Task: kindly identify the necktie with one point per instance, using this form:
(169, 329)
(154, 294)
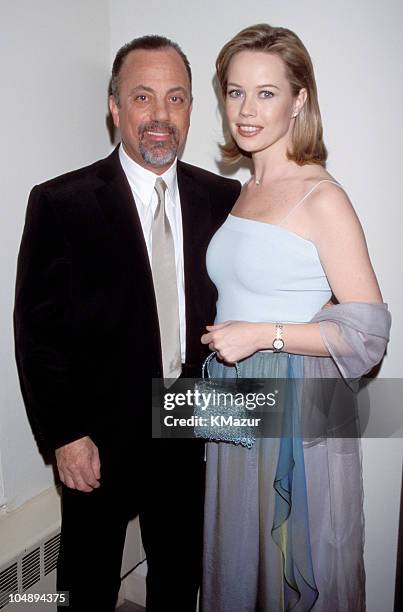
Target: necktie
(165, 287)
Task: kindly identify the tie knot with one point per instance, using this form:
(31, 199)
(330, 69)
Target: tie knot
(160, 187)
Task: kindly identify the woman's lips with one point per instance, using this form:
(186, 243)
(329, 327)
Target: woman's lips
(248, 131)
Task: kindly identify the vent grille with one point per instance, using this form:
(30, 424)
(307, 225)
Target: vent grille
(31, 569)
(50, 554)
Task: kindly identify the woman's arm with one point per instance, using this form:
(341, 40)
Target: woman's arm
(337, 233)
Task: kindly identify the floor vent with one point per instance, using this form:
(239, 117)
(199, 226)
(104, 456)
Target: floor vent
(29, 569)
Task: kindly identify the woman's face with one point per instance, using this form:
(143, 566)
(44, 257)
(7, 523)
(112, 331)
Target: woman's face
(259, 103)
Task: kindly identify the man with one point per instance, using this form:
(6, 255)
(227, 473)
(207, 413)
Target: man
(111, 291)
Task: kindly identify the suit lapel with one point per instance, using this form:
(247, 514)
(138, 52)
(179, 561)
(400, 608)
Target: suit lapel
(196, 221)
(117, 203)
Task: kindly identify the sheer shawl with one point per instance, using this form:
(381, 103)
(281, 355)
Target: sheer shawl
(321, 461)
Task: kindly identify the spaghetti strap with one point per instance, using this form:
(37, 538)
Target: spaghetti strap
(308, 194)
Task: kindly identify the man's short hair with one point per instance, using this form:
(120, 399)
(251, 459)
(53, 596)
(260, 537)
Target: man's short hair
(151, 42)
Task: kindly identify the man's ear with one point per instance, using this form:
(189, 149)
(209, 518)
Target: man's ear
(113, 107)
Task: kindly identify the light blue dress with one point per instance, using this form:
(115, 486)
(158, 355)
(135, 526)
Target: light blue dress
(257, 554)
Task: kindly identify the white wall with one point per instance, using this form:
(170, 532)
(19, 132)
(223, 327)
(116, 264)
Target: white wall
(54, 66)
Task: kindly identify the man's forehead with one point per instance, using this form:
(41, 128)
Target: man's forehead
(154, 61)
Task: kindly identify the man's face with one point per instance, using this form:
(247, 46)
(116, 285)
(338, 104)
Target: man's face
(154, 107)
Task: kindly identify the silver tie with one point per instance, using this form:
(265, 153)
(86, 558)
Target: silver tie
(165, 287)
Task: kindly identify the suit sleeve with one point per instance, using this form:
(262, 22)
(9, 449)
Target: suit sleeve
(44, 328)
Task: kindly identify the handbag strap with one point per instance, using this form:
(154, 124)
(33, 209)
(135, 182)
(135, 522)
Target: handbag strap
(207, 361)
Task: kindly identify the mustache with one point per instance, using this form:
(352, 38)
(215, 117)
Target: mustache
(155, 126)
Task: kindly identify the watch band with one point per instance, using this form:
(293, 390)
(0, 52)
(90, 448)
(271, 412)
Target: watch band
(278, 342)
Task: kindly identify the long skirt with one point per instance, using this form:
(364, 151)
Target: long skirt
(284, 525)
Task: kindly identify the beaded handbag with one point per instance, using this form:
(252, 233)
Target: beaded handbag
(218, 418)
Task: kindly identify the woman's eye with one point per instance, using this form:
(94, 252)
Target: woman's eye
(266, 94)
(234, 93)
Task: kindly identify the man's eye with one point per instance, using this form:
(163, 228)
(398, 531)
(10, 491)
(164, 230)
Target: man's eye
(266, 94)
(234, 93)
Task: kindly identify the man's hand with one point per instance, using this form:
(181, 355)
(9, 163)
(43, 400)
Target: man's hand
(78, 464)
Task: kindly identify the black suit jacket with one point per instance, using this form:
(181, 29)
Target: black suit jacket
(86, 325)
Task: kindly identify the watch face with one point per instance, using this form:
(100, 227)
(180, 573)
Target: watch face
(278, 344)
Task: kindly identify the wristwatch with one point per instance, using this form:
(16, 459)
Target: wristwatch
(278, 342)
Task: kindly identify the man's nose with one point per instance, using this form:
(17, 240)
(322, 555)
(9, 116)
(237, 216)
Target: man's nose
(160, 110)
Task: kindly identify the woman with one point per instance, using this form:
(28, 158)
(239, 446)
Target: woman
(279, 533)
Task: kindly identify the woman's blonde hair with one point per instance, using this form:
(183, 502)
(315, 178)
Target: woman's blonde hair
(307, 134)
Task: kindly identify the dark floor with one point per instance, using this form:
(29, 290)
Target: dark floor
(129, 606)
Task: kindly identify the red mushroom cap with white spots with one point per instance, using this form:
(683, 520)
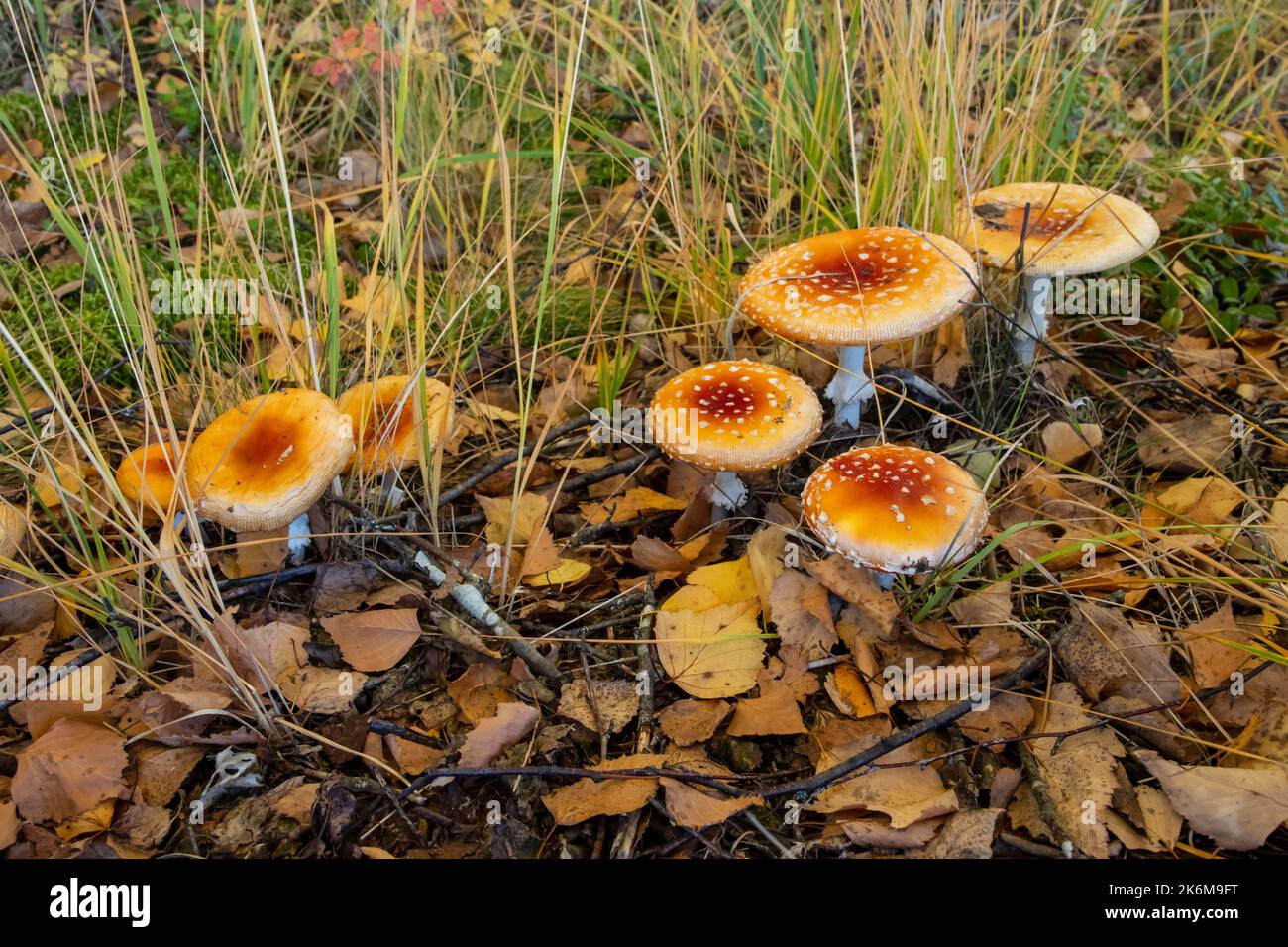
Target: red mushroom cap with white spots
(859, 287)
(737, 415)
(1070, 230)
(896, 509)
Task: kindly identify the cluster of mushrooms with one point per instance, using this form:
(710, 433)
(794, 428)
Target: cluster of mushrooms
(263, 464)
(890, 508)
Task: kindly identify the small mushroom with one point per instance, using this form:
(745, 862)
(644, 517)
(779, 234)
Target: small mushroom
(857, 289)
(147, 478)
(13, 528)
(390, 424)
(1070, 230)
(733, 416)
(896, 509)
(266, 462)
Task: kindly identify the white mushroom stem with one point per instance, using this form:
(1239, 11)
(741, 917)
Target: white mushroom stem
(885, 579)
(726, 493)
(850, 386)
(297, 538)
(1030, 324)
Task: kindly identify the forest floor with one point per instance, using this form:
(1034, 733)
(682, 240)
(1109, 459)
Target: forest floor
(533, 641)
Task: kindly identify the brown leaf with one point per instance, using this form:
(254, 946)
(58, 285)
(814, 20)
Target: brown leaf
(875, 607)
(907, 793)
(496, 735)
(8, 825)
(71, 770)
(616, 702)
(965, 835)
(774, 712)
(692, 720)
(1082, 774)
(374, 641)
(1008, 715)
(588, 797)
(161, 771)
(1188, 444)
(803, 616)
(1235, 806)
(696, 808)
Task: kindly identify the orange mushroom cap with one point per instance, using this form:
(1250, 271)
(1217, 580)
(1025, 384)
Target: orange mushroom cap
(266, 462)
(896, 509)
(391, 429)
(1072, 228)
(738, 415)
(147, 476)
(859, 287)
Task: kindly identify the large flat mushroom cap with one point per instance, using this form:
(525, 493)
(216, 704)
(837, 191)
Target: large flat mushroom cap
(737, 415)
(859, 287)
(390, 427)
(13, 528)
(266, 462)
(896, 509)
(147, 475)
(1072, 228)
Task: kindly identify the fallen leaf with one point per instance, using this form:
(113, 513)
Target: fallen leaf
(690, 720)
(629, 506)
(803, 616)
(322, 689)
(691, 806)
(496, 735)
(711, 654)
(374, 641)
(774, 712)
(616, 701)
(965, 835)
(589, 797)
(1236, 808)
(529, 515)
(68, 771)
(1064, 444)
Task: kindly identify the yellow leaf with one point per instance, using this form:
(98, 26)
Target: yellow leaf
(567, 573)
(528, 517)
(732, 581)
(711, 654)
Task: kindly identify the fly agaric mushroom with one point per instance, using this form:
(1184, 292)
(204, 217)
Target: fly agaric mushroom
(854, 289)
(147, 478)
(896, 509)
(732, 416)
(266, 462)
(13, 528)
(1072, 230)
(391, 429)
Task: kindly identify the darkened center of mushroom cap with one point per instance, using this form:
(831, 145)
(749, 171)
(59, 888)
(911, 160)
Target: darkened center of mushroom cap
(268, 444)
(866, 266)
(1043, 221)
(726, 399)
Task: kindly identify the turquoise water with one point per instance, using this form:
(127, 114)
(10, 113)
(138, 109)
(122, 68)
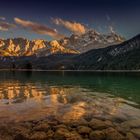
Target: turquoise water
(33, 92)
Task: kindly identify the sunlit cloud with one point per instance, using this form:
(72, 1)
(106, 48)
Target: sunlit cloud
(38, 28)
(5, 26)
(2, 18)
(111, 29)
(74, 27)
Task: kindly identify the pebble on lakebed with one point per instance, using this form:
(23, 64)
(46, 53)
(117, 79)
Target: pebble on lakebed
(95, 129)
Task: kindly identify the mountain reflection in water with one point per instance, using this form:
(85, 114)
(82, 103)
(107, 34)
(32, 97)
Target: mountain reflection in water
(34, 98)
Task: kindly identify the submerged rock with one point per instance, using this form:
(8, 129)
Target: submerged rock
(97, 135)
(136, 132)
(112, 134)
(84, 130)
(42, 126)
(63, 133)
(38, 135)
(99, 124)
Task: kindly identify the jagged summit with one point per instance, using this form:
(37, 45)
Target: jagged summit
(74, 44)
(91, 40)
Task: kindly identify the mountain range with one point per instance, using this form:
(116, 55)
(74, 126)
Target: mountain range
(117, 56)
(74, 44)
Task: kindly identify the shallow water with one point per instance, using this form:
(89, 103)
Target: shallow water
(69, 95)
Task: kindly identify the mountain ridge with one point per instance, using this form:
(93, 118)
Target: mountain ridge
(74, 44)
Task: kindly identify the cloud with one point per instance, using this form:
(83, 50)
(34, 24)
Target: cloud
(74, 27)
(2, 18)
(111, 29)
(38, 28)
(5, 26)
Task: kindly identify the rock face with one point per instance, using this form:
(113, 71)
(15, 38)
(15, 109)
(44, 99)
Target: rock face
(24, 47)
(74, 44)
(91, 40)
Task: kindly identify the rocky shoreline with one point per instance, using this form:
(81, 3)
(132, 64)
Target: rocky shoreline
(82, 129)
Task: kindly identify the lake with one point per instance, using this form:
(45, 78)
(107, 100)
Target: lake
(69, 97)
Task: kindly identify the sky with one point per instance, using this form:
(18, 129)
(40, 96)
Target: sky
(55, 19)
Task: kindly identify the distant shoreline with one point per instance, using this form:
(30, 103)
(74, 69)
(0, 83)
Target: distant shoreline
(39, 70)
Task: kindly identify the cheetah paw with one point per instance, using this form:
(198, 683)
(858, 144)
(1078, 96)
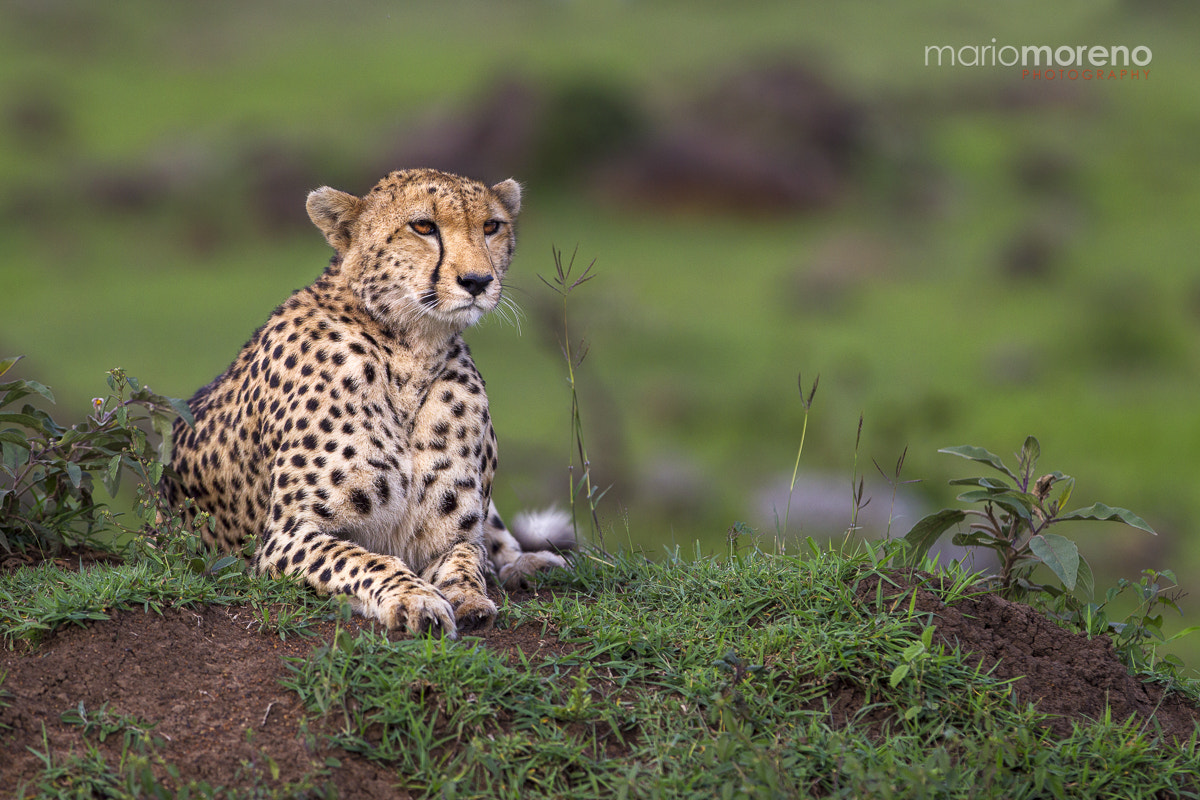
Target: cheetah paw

_ _ _

◆ PROBLEM TO WORK ON ◆
Using only the listing above, restate exactly the lines from the line containing "Target: suit lapel" through the line containing "Task: kindly identify the handbag", both included.

◆ ANSWER SPACE ◆
Target: suit lapel
(196, 221)
(117, 203)
Task: kindly identify the sheer shawl with one point per instance, using this form:
(381, 103)
(281, 355)
Target: sheer shawl
(321, 461)
Task: kindly identify the spaghetti strap with one point per instance, using this form:
(37, 538)
Target: spaghetti strap
(308, 194)
Task: kindly identify the man's short hair with one point per instance, using this form:
(120, 399)
(251, 459)
(53, 596)
(260, 537)
Target: man's short hair
(151, 42)
Task: kindly identify the man's ear with one point per instance, using this form:
(189, 149)
(209, 518)
Target: man's ear
(113, 107)
Task: kindly identify the light blue dress with one point per instance, using this form:
(115, 486)
(158, 355)
(135, 526)
Target: light blue dress
(257, 554)
Task: kindly identify the white wall with one point per instance, using this form:
(170, 532)
(19, 132)
(223, 327)
(116, 264)
Target: white wall
(54, 66)
Task: kindly identify the man's forehead with one point per instance, using this form:
(41, 128)
Target: man's forehead
(154, 61)
Task: kindly identify the man's face with one point per instance, using this form:
(247, 46)
(116, 285)
(338, 104)
Target: man's face
(154, 107)
Task: kindly identify the silver tie with one point per instance, using this form:
(265, 153)
(86, 558)
Target: silver tie
(165, 287)
Task: kindly identify the suit sleeve with one point per instance, using this form:
(262, 22)
(9, 449)
Target: suit sleeve
(44, 328)
Task: kindly identify the handbag strap with one point per instance, using this form:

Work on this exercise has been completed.